- To do
Reproduce the top of the data verbatim, through and including the line that contains "the rock outcrop".

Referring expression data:
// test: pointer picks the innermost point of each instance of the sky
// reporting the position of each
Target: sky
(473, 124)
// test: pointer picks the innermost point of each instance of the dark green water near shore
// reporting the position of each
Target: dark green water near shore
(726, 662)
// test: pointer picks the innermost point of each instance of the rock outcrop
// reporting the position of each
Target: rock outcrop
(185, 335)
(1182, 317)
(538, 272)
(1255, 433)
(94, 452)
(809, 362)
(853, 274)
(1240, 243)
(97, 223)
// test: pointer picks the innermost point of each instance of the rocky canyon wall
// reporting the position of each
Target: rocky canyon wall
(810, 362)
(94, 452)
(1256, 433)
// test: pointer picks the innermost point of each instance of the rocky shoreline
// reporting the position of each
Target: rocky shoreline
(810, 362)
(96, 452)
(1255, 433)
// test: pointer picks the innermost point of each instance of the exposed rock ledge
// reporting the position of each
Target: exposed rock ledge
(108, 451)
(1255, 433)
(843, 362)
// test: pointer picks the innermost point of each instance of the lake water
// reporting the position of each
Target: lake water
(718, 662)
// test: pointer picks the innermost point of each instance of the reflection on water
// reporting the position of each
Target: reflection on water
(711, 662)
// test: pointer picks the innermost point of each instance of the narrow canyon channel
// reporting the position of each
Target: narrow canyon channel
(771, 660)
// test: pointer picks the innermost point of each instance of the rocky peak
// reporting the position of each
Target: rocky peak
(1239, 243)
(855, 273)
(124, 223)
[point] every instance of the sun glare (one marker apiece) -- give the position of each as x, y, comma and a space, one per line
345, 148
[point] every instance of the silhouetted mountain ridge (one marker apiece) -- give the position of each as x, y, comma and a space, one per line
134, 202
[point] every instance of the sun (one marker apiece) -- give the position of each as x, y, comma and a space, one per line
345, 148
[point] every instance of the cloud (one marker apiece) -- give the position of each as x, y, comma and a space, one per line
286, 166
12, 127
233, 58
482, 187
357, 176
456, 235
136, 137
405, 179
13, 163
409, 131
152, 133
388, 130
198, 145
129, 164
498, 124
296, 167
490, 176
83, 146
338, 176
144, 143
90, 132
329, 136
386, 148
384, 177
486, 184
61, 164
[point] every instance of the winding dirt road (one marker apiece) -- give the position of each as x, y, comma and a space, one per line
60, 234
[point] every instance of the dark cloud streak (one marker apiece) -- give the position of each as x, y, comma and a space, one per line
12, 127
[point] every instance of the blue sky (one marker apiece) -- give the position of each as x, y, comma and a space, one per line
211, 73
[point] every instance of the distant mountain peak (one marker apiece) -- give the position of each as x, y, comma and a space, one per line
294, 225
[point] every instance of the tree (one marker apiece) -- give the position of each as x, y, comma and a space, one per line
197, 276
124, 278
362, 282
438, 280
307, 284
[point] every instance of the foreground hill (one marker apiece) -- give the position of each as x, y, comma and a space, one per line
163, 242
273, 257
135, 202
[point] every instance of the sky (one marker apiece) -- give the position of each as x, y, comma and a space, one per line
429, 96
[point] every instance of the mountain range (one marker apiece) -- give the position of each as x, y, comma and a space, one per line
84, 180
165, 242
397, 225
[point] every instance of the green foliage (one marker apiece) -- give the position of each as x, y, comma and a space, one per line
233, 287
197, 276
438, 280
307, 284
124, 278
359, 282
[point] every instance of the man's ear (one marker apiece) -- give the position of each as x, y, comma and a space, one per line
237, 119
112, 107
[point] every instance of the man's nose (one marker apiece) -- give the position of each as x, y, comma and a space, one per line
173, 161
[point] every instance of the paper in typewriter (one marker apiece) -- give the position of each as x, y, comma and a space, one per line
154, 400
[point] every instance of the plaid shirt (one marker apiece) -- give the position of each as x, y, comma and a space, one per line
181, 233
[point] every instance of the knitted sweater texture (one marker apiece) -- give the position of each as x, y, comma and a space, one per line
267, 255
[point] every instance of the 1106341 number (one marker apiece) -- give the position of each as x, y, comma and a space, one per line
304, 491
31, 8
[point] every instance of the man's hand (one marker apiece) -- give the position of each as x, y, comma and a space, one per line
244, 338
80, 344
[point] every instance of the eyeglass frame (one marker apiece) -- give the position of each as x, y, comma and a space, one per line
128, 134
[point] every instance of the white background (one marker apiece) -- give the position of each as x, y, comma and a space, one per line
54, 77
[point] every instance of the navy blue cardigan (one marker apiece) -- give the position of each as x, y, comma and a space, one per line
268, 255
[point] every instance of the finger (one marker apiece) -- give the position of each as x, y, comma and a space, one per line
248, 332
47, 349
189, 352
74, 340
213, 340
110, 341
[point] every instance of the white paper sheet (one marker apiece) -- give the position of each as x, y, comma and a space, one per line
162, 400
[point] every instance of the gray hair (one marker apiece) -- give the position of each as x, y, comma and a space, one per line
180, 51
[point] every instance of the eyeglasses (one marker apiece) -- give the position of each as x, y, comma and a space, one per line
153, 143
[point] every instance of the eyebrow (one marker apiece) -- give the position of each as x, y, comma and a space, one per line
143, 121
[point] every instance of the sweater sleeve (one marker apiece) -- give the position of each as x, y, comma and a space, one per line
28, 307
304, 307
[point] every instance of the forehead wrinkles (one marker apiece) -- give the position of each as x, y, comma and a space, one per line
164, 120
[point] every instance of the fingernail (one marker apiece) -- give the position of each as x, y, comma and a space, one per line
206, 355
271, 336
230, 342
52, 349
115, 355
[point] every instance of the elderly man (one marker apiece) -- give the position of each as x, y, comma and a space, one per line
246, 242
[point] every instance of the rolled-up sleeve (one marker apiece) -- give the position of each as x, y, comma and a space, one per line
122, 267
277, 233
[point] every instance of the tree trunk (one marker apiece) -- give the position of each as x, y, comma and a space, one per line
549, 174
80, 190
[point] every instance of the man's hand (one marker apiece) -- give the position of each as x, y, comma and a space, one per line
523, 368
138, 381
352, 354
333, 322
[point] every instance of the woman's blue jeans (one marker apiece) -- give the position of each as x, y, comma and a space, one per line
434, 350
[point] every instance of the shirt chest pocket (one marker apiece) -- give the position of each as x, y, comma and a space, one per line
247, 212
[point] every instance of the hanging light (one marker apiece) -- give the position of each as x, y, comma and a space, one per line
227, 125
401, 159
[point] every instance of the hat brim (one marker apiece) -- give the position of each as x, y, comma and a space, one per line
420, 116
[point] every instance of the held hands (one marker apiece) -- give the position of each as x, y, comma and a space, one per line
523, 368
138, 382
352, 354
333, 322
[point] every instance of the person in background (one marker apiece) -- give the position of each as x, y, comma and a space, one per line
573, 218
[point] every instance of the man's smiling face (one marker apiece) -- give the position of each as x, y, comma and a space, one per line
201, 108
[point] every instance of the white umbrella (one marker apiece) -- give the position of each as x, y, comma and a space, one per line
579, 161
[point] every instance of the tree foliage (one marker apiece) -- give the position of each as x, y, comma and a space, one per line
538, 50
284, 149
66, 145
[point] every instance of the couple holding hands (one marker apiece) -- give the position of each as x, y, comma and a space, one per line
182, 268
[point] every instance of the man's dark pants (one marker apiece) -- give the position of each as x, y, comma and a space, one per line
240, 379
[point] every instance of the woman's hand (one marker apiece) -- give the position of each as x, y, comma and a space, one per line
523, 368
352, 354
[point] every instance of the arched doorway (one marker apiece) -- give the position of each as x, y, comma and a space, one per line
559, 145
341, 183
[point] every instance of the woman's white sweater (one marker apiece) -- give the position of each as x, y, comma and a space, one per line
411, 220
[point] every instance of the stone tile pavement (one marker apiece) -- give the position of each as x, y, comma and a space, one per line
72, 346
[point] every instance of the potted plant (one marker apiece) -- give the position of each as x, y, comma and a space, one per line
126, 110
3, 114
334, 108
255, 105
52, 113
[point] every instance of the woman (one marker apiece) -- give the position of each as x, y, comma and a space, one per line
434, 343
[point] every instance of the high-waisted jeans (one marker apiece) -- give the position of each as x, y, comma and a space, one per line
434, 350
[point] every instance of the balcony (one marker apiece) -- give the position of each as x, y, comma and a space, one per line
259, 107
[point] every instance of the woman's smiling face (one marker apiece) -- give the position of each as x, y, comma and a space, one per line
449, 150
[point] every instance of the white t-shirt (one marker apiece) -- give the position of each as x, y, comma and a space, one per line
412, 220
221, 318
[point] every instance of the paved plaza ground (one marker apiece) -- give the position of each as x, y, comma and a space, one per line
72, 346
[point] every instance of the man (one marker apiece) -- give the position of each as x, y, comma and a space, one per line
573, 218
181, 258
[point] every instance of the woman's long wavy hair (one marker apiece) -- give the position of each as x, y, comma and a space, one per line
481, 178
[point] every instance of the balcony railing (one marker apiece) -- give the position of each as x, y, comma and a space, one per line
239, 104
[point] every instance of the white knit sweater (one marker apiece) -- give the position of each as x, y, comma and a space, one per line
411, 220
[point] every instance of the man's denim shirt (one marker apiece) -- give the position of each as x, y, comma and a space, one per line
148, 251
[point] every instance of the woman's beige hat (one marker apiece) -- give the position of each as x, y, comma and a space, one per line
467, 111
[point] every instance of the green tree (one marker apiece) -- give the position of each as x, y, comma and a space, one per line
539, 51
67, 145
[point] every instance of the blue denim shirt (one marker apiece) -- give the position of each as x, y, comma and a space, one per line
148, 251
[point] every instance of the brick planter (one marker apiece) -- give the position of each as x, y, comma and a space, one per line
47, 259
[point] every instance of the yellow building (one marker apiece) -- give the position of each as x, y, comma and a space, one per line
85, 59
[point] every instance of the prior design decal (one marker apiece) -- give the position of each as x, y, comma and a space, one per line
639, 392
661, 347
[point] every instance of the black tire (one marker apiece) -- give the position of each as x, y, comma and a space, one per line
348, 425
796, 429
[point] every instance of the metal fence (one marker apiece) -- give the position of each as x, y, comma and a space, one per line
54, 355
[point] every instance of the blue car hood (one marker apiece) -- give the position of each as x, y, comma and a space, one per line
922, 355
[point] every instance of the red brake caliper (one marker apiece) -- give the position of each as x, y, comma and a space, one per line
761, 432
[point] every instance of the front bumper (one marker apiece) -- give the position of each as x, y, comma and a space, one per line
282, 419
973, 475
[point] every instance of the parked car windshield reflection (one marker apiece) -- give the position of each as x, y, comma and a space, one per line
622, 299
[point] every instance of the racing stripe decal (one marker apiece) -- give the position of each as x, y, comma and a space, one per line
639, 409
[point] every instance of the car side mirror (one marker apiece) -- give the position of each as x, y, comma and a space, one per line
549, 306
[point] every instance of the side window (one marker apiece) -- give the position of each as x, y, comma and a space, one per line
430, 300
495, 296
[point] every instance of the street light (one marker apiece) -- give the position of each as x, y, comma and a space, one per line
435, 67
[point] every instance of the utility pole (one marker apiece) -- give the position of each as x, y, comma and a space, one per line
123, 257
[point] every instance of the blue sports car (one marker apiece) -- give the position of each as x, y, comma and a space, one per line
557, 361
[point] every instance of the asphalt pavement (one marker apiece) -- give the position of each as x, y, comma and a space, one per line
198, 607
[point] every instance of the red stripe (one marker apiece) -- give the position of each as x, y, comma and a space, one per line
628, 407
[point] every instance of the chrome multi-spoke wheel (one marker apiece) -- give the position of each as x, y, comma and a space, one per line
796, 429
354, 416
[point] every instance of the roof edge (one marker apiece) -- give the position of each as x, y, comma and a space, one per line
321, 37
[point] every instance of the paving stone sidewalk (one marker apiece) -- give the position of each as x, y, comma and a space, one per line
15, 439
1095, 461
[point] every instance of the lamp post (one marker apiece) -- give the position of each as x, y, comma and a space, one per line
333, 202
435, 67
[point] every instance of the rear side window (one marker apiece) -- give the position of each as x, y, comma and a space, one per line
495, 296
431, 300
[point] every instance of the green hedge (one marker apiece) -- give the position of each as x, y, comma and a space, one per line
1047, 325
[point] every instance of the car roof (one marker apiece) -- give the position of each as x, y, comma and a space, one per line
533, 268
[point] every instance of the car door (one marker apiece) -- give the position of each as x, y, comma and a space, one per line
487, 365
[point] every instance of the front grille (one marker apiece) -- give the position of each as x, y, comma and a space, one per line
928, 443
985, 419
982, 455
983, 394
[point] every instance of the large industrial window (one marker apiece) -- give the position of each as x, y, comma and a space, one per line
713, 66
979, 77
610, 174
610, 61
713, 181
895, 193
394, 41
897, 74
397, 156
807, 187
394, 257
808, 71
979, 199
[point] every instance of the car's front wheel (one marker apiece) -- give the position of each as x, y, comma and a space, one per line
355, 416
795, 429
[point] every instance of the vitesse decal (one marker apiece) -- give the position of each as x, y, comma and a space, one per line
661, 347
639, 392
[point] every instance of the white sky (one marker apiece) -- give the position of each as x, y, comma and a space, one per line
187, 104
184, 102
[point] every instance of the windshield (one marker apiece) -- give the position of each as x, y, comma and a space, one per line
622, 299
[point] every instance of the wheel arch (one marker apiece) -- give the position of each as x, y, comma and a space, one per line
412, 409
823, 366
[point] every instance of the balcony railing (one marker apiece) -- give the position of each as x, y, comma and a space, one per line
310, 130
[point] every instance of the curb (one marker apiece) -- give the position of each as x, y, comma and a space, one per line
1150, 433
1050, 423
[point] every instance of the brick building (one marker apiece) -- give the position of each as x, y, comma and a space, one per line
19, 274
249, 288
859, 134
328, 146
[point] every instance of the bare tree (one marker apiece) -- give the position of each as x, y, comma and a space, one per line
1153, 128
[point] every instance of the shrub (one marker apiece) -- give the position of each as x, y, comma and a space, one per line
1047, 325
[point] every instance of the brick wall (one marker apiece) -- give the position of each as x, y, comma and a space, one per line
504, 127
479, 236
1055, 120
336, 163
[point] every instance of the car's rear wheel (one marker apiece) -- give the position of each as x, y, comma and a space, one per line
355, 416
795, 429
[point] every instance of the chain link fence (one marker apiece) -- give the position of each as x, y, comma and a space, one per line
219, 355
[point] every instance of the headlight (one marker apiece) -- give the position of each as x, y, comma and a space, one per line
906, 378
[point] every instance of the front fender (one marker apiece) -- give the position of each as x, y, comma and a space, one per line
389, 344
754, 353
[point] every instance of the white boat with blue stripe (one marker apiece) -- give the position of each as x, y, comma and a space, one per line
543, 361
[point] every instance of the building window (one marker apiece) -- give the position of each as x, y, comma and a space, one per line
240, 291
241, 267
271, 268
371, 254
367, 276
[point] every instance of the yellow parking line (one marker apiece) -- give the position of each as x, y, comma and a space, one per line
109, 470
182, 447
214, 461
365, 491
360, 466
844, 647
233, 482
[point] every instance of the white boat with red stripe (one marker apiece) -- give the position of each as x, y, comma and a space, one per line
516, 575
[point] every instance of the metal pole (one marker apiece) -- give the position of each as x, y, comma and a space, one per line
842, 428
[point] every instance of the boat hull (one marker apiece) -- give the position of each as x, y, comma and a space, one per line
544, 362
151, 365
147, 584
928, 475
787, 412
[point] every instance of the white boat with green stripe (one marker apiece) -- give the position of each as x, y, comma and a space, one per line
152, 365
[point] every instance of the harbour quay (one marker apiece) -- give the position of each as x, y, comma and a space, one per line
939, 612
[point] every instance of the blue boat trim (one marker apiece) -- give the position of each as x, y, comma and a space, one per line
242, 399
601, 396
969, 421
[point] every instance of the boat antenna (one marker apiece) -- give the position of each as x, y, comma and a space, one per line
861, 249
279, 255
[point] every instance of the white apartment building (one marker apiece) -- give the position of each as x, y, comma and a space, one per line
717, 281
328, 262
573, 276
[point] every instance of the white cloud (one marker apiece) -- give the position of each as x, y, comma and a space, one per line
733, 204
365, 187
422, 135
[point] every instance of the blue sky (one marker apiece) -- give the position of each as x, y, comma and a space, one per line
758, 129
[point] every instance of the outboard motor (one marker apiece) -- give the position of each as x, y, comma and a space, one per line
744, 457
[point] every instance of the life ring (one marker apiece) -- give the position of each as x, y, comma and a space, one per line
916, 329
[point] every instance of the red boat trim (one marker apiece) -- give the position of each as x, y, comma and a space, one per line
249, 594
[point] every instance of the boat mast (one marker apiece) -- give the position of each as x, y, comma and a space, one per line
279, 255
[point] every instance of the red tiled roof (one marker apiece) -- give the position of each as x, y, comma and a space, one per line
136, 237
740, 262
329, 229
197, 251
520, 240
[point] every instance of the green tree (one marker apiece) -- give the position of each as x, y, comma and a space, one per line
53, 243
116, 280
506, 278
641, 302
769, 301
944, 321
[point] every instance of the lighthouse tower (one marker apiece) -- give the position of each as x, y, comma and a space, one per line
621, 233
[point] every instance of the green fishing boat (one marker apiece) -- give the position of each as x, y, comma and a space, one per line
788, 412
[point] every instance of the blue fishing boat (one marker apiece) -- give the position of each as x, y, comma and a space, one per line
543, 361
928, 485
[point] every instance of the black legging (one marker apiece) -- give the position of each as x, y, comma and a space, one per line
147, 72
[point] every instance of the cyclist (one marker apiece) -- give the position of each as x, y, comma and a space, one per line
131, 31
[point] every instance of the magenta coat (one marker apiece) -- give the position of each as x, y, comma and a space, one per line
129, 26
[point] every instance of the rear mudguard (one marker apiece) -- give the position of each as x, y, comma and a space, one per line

- Written answer
// test: pointer picks the innermost point of each instance of the sky
// reporting the position of each
Target: sky
(473, 124)
// test: pointer picks the innermost point of each instance of the dark green water near shore
// reporting the position of each
Target: dark green water near shore
(726, 662)
// test: pointer picks the innermost point of each instance of the rock outcrop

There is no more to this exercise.